#### GIVEN INSTRUCTION
Pull out every line in the data records below that contains the string "shirt", treating uppercase and lowercase letters as different.

(Data records)
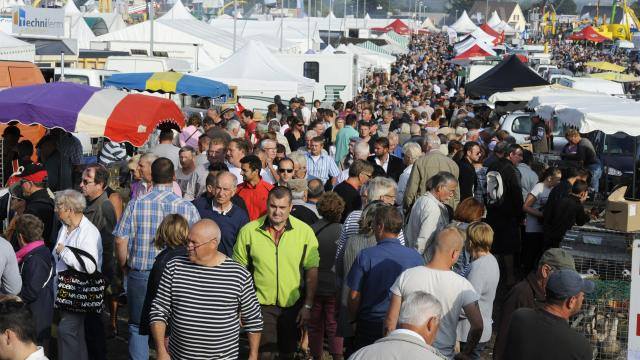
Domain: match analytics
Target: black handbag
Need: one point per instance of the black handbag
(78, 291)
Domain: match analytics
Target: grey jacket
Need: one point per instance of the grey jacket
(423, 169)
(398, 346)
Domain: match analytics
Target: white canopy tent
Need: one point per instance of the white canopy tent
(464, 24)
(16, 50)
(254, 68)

...

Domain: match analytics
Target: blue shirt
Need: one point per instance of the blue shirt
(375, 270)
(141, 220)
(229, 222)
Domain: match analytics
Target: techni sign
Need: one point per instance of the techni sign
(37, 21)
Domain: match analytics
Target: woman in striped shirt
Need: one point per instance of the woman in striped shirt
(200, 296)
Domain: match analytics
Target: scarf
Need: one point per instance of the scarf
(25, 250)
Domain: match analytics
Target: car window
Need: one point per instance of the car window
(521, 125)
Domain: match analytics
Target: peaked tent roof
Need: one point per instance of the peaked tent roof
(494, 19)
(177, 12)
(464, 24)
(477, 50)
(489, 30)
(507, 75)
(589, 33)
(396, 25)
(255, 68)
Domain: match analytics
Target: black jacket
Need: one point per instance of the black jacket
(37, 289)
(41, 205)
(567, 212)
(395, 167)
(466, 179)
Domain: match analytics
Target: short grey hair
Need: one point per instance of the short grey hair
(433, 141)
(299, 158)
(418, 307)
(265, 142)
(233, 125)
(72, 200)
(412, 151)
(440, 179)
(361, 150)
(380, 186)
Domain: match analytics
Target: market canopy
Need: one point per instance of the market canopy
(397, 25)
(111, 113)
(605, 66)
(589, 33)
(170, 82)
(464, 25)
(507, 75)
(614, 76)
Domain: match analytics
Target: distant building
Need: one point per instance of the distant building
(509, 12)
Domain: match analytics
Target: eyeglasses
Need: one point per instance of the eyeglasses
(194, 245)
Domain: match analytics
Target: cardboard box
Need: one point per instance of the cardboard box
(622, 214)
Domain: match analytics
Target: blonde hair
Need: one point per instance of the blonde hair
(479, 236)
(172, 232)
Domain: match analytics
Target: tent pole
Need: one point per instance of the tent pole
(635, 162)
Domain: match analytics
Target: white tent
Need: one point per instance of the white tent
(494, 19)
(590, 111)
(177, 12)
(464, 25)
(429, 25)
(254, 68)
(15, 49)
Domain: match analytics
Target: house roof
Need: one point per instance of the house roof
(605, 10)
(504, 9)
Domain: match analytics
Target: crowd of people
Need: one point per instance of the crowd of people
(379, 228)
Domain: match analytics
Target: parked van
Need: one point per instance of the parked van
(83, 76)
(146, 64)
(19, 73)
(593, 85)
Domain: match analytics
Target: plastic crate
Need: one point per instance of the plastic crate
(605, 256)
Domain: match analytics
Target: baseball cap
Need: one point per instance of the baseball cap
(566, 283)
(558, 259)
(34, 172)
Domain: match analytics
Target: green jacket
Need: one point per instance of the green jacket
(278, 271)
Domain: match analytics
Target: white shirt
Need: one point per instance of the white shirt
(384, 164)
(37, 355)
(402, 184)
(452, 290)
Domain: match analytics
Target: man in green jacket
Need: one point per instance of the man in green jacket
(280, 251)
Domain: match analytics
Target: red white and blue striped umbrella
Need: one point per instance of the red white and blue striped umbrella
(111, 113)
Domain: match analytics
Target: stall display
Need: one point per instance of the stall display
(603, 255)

#### SOLUTION TO THE EXERCISE
Target: blue shirt
Need: one point per instance of the blue shirt
Target: woman in striped shirt
Need: one point per instance of the woman in striped shirt
Target: white shirt
Need: one point per instance of the white shirt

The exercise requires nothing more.